» **WHAT YOU NEED TO DO**
Set down each record exactly as written.
※ ※ ※
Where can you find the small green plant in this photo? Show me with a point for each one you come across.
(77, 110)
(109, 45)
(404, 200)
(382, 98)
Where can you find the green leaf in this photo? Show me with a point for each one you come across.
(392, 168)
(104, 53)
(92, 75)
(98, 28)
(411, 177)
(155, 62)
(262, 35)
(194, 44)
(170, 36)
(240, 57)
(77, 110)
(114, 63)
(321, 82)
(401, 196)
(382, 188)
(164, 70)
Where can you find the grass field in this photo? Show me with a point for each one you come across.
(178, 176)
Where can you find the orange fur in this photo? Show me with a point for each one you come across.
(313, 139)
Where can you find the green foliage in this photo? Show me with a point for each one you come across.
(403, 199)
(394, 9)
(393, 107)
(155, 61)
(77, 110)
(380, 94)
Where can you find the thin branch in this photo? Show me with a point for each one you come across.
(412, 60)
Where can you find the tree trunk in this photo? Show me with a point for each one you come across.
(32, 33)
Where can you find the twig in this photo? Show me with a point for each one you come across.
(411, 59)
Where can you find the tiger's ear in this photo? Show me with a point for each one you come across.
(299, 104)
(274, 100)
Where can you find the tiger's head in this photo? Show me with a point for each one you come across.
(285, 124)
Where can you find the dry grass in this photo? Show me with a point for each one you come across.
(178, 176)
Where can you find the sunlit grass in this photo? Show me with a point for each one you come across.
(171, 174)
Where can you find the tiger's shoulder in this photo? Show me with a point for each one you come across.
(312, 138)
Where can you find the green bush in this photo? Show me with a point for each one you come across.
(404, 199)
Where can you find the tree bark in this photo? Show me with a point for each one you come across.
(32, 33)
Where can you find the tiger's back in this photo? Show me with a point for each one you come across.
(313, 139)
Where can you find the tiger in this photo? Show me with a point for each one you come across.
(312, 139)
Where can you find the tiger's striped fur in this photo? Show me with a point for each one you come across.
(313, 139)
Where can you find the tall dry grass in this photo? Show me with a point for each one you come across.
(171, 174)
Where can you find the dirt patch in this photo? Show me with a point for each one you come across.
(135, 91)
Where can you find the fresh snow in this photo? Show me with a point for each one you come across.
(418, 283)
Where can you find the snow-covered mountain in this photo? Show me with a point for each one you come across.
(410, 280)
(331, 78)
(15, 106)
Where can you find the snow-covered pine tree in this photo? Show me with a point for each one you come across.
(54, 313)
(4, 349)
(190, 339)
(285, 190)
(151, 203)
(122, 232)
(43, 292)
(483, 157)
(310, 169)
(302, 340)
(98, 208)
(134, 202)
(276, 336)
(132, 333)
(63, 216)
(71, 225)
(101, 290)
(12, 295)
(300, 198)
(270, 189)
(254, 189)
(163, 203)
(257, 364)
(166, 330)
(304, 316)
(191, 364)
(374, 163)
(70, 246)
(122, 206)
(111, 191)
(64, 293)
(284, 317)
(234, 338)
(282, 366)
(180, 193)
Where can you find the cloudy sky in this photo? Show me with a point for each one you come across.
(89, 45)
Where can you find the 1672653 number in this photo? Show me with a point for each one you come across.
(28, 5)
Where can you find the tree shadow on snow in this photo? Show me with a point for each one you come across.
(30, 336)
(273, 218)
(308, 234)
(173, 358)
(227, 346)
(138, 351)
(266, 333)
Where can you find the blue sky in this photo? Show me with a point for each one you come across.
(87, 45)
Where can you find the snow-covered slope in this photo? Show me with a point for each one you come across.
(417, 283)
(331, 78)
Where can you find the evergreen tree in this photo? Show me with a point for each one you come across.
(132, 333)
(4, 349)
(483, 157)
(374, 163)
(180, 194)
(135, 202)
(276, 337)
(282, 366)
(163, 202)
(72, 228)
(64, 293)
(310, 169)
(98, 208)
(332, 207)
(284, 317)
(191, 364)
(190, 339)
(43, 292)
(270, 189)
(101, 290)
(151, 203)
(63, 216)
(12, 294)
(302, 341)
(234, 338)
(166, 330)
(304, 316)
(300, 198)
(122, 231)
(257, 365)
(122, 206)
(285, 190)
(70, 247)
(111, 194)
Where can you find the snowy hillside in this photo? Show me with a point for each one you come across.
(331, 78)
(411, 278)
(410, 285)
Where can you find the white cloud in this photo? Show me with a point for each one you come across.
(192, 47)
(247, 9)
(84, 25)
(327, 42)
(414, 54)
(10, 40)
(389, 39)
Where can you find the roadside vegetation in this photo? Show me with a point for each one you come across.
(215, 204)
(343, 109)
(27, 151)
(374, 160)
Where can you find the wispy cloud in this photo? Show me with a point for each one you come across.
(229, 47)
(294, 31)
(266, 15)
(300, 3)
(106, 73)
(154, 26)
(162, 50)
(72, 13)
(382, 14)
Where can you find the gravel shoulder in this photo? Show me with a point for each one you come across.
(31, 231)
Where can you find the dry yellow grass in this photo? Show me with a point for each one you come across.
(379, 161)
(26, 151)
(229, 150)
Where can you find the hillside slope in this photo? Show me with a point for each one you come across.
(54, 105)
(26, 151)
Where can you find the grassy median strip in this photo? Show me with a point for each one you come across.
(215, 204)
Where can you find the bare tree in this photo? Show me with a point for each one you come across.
※ ※ ※
» **RESPONSE TO THIS TASK**
Where can you find the small green plant in this photo? Show me with a point for each one you come across.
(77, 110)
(109, 45)
(404, 200)
(382, 98)
Where can you find the green leaf in this photo? Show me with a point for each one you come across.
(392, 168)
(104, 53)
(92, 75)
(98, 28)
(411, 177)
(155, 62)
(262, 35)
(194, 44)
(170, 36)
(240, 57)
(77, 110)
(114, 63)
(321, 82)
(401, 196)
(382, 188)
(164, 70)
Where can you find the grass field in this photo? Show me with a point for each one you come across.
(178, 176)
Where can you find the orange fur in this photo? Show me with a point for each one you come across.
(313, 139)
Where can you find the green foliage in this photo? Show me with a point for each one you come across.
(403, 199)
(394, 9)
(393, 107)
(155, 61)
(77, 110)
(380, 94)
Where can you find the thin branch in this photo? Show me with a point for each one you come across.
(412, 60)
Where can you find the tree trunk in this photo? Show me with a point for each one you come across.
(32, 33)
Where can you find the twig in this photo? Show me with a point for each one you come across.
(411, 59)
Where can you find the tiger's ear in this photo? Show me with a point for each one you come across.
(299, 104)
(274, 100)
Where can you find the tiger's head in this photo? Show me with a point for each one you come across.
(285, 124)
Where can you find the dry grass in this photo? Show me with a point for each one you come across.
(178, 176)
Where can you find the sunlit grass in this photo? Show me with a point for each one you come across.
(171, 174)
Where can you find the tiger's shoulder in this photo? Show me with a point for each one you come across.
(312, 138)
Where can you find the green bush in this photo? Show me with a point for each one you come across.
(404, 199)
Where can you find the tree bark in this photo? Show me with a point for each one you come across.
(32, 33)
Where can you find the tiger's back in this photo? Show me with a point for each one you come across.
(313, 139)
Where can you find the tiger in this photo? Show me with a point for each one you come across.
(312, 139)
Where can you find the tiger's striped fur in this photo? Show me with a point for each one you come across.
(313, 139)
Where can you find the tall dry grass in this photo? Show me with a point for each one you come across.
(171, 174)
Where can you find the dirt patch in this photo? Show me with a point for each one you come across.
(135, 91)
Where can you find the fresh snow in this photo? Show me with a point for each one you come across.
(418, 283)
Where can you find the snow-covered mountain in this photo? Show me with a point for each one you come across.
(410, 280)
(331, 78)
(15, 106)
Where can you find the snow-covered pine tree in this photo? Show me with a point for each one you come across.
(54, 313)
(4, 349)
(190, 339)
(285, 190)
(151, 203)
(122, 232)
(43, 292)
(483, 157)
(310, 169)
(302, 340)
(98, 208)
(134, 202)
(276, 336)
(132, 333)
(63, 216)
(71, 225)
(101, 290)
(12, 295)
(300, 198)
(270, 189)
(254, 189)
(163, 203)
(257, 364)
(166, 330)
(304, 316)
(191, 364)
(374, 163)
(70, 246)
(122, 206)
(111, 191)
(64, 293)
(284, 317)
(234, 338)
(282, 366)
(180, 193)
Where can you find the cloudy sky in this photo? Show me with a point for each one you come across.
(89, 45)
Where can you find the 1672653 number in this photo? Show me with a point for each one you come across.
(28, 5)
Where can you find the tree shadow on snow in this photo? Show me with a point for each one you come across.
(30, 336)
(273, 218)
(308, 234)
(173, 358)
(227, 346)
(138, 351)
(266, 333)
Where can you find the blue sky in this photo? Show me with a point for each one you come across.
(87, 45)
Where can you find the snow-covered slope in this photo? Show me with a point for each one you come across.
(417, 283)
(331, 78)
Where can you find the evergreen tree in this photo? Show me with a point for each one you come across.
(132, 333)
(4, 349)
(483, 157)
(374, 163)
(180, 194)
(135, 202)
(276, 337)
(282, 366)
(163, 202)
(72, 228)
(64, 293)
(310, 169)
(98, 208)
(332, 207)
(284, 317)
(191, 364)
(190, 339)
(43, 292)
(270, 189)
(101, 290)
(151, 203)
(63, 216)
(12, 294)
(302, 341)
(234, 338)
(166, 330)
(304, 316)
(300, 198)
(122, 231)
(257, 365)
(122, 206)
(285, 190)
(70, 247)
(111, 194)
Where can you find the snowy hillside in this photo? Show me with a point for each one you come across.
(331, 78)
(411, 278)
(410, 285)
Where can you find the white cloud in this photo? Show me with a point for each one you come across.
(192, 47)
(247, 9)
(84, 25)
(327, 42)
(414, 54)
(10, 40)
(389, 39)
Where can you find the roadside vegetation in this photo? Show me with a point for each one you come across.
(215, 204)
(343, 109)
(27, 151)
(374, 160)
Where can you find the wispy cloud in this photo? Show me with a point for each one you come across.
(229, 47)
(294, 31)
(266, 15)
(300, 3)
(106, 73)
(154, 26)
(162, 50)
(72, 13)
(382, 14)
Where can you find the gravel shoulder in this photo? Show me with a point for each one you come across.
(31, 231)
Where can you find the dry yellow grass in this photo? Show me with a point for each one you come across.
(379, 161)
(26, 151)
(229, 150)
Where can you find the hillside slope in this photo? Show me with a point for each one you come across.
(54, 105)
(26, 151)
Where can you find the grassy median strip in this photo? Show me with a point for each one you come across.
(215, 204)
Where can you find the bare tree in this photo? Show me with a point for each one you come across.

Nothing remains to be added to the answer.